■ Instruction: Convert the records below into a Markdown table with the columns Row and Text, numbering each line in Row and skipping blank lines.

■ Listed entries:
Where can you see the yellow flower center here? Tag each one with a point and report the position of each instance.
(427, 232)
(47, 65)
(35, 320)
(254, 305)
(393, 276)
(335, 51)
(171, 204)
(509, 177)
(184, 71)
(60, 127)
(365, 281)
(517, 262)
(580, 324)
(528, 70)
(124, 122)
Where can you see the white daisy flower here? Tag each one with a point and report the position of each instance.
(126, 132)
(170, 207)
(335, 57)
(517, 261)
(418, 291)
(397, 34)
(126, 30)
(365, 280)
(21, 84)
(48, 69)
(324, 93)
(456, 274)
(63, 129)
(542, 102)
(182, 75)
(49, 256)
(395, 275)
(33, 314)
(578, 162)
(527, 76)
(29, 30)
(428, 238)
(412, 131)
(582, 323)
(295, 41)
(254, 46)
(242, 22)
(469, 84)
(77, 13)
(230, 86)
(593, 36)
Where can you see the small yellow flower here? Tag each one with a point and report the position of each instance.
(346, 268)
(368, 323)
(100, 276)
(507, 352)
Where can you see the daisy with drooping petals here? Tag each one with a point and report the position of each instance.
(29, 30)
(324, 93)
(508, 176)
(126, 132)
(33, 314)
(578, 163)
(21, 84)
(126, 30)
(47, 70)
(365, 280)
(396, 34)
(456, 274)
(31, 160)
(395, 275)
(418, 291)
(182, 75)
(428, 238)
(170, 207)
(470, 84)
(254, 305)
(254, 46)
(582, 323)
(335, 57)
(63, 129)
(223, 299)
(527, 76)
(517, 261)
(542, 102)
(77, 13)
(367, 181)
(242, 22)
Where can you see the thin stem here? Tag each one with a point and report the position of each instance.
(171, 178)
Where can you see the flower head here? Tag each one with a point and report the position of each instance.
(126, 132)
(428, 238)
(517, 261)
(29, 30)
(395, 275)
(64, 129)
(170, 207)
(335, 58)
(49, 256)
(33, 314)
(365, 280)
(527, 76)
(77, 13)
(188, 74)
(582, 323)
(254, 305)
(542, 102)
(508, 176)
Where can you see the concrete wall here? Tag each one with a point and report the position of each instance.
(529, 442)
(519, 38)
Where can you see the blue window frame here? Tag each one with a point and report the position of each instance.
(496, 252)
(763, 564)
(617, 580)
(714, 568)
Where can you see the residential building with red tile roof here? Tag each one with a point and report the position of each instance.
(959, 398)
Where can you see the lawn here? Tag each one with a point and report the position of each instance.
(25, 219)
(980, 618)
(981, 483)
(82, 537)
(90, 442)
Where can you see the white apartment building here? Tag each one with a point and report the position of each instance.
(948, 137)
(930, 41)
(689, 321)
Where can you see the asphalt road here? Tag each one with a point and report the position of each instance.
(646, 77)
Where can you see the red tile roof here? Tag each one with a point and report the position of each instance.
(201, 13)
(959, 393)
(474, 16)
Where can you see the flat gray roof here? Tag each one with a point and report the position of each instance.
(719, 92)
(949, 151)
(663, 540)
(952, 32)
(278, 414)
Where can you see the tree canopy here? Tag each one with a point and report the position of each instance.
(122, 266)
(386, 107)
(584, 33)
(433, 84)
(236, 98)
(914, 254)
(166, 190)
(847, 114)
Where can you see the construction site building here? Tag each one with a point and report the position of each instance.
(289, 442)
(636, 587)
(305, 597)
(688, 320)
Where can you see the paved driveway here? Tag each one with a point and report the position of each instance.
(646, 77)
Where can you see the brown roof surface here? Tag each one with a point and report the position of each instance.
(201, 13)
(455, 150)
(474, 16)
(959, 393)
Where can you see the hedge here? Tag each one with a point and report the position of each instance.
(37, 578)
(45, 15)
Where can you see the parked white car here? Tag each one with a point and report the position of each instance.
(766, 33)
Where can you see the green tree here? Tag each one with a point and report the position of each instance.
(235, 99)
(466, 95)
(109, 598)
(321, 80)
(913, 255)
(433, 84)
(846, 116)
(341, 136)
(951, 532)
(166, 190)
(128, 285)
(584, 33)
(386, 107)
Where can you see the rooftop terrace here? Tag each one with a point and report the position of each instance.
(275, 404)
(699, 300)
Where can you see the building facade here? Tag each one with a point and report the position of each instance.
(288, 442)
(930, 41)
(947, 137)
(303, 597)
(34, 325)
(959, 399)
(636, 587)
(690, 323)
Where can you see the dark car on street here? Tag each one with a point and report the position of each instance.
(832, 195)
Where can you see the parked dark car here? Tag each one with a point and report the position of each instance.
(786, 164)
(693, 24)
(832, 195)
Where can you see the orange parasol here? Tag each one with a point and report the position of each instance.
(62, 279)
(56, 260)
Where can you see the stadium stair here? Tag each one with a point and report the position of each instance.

■ Solution to this exercise:
| Row | Text |
|---|---|
| 1 | Where can you see the yellow flower center here? Tag each one with a point and report the position of each instance. |
| 2 | (427, 232) |
| 3 | (47, 65) |
| 4 | (35, 320) |
| 5 | (254, 305) |
| 6 | (393, 276) |
| 7 | (335, 51) |
| 8 | (171, 204) |
| 9 | (509, 177) |
| 10 | (184, 71) |
| 11 | (60, 127) |
| 12 | (365, 281) |
| 13 | (517, 262) |
| 14 | (580, 324) |
| 15 | (528, 70) |
| 16 | (124, 122) |
| 17 | Where can you see the white daisy flower here? Tag each one with a point and report the position of each instance. |
| 18 | (126, 132) |
| 19 | (170, 207) |
| 20 | (335, 57) |
| 21 | (517, 261) |
| 22 | (418, 291) |
| 23 | (397, 34) |
| 24 | (126, 30) |
| 25 | (365, 280) |
| 26 | (21, 84) |
| 27 | (48, 69) |
| 28 | (324, 93) |
| 29 | (456, 274) |
| 30 | (63, 129) |
| 31 | (542, 102) |
| 32 | (182, 75) |
| 33 | (49, 256) |
| 34 | (395, 275) |
| 35 | (33, 314) |
| 36 | (578, 162) |
| 37 | (527, 76) |
| 38 | (29, 30) |
| 39 | (428, 238) |
| 40 | (412, 131) |
| 41 | (582, 323) |
| 42 | (295, 41) |
| 43 | (254, 46) |
| 44 | (242, 22) |
| 45 | (469, 84) |
| 46 | (77, 13) |
| 47 | (230, 86) |
| 48 | (593, 36) |
| 49 | Where can you see the small yellow flower here? Tag each one with a point and report the position of each instance. |
| 50 | (346, 268) |
| 51 | (368, 323) |
| 52 | (100, 276) |
| 53 | (507, 352) |
| 54 | Where can you see the daisy with drooping petals here? Tag each one with a point and report the position of each instance. |
| 55 | (29, 30) |
| 56 | (324, 93) |
| 57 | (508, 176) |
| 58 | (126, 132) |
| 59 | (33, 314) |
| 60 | (578, 163) |
| 61 | (21, 84) |
| 62 | (126, 30) |
| 63 | (47, 70) |
| 64 | (365, 280) |
| 65 | (396, 34) |
| 66 | (456, 274) |
| 67 | (31, 160) |
| 68 | (395, 275) |
| 69 | (418, 291) |
| 70 | (182, 75) |
| 71 | (428, 238) |
| 72 | (170, 207) |
| 73 | (470, 84) |
| 74 | (254, 305) |
| 75 | (254, 46) |
| 76 | (582, 323) |
| 77 | (335, 57) |
| 78 | (63, 129) |
| 79 | (223, 299) |
| 80 | (527, 76) |
| 81 | (517, 261) |
| 82 | (542, 102) |
| 83 | (77, 13) |
| 84 | (367, 181) |
| 85 | (242, 22) |
| 86 | Where can you see the thin stem here? Tag each one with a point and report the position of each instance. |
| 87 | (171, 178) |
| 88 | Where can you see the flower head here? Tag each one with a point and report the position of each instance. |
| 89 | (126, 132) |
| 90 | (428, 238) |
| 91 | (517, 261) |
| 92 | (29, 30) |
| 93 | (395, 275) |
| 94 | (64, 129) |
| 95 | (170, 207) |
| 96 | (335, 58) |
| 97 | (49, 256) |
| 98 | (33, 314) |
| 99 | (365, 280) |
| 100 | (527, 76) |
| 101 | (77, 13) |
| 102 | (188, 74) |
| 103 | (582, 323) |
| 104 | (254, 305) |
| 105 | (542, 102) |
| 106 | (508, 176) |
| 107 | Where can you see the concrete wall here? Tag each one with a point and report the position of each instance. |
| 108 | (529, 442) |
| 109 | (519, 38) |
| 110 | Where can you see the blue window frame here? Tag each one with a point and report the position of each instance. |
| 111 | (496, 252) |
| 112 | (763, 564) |
| 113 | (617, 580) |
| 114 | (714, 568) |
| 115 | Where can you see the residential building with red tile roof here? Tag each one with a point and report the position of each instance. |
| 116 | (959, 398) |
| 117 | Where can you see the lawn here? Tag each one with a point and report the position of each instance. |
| 118 | (25, 219) |
| 119 | (980, 618) |
| 120 | (981, 483) |
| 121 | (82, 537) |
| 122 | (90, 442) |
| 123 | Where can you see the white apartment building here? Tag each one with a point and report the position of each instance. |
| 124 | (948, 137) |
| 125 | (930, 41) |
| 126 | (689, 321) |
| 127 | Where can you see the asphalt road here? Tag each one with a point and report the position of each instance. |
| 128 | (646, 77) |
| 129 | Where can you see the red tile roof here? Tag each one with a point and report the position of each instance. |
| 130 | (201, 13) |
| 131 | (959, 393) |
| 132 | (474, 16) |
| 133 | Where can you see the flat gray roof here? Tag each one with a point and report the position of each instance. |
| 134 | (719, 92) |
| 135 | (949, 151) |
| 136 | (663, 540) |
| 137 | (952, 32) |
| 138 | (278, 414) |
| 139 | Where can you see the tree canopy here? Tag each one with a point and report the position of each instance. |
| 140 | (122, 266) |
| 141 | (386, 107) |
| 142 | (584, 33) |
| 143 | (433, 84) |
| 144 | (236, 98) |
| 145 | (914, 254) |
| 146 | (166, 190) |
| 147 | (847, 114) |
| 148 | Where can you see the construction site building here? Tag each one with a point and report the position of each instance. |
| 149 | (289, 442) |
| 150 | (636, 587) |
| 151 | (305, 597) |
| 152 | (688, 320) |
| 153 | Where can you see the paved driveway here? Tag each one with a point and report the position of each instance. |
| 154 | (646, 77) |
| 155 | Where can you see the brown roof surface here? Tag each one with a point and report the position of each instance. |
| 156 | (201, 13) |
| 157 | (455, 150) |
| 158 | (474, 16) |
| 159 | (959, 393) |
| 160 | Where can you see the hedge here? Tag each one with a point and report the position of each instance. |
| 161 | (37, 578) |
| 162 | (45, 15) |
| 163 | Where can you see the parked white car here? Tag each one with a point and report the position of each instance. |
| 164 | (766, 33) |
| 165 | Where can you see the green tree here? Tag each one with a point and report the position of each instance. |
| 166 | (235, 99) |
| 167 | (466, 95) |
| 168 | (109, 598) |
| 169 | (321, 80) |
| 170 | (913, 255) |
| 171 | (433, 84) |
| 172 | (846, 116) |
| 173 | (341, 136) |
| 174 | (951, 532) |
| 175 | (166, 190) |
| 176 | (128, 285) |
| 177 | (584, 33) |
| 178 | (386, 107) |
| 179 | Where can you see the rooftop terrace here? Tag each one with a point and report the position of each instance. |
| 180 | (275, 404) |
| 181 | (699, 300) |
| 182 | Where can you see the building facade here? Tag each one with a point and report the position of each instance. |
| 183 | (288, 442) |
| 184 | (930, 41) |
| 185 | (947, 137) |
| 186 | (303, 597) |
| 187 | (34, 325) |
| 188 | (959, 399) |
| 189 | (636, 587) |
| 190 | (690, 323) |
| 191 | Where can you see the dark car on street here? Tag each one with a point and report the position of each instance. |
| 192 | (832, 195) |
| 193 | Where can you see the parked dark car here? Tag each one with a point and report the position of each instance. |
| 194 | (786, 164) |
| 195 | (693, 24) |
| 196 | (832, 195) |
| 197 | Where can you see the orange parasol here? Tag each one with a point and report the position of each instance. |
| 198 | (62, 279) |
| 199 | (56, 260) |
| 200 | Where can you see the stadium stair here? Tag each one with a point and report the position of each instance. |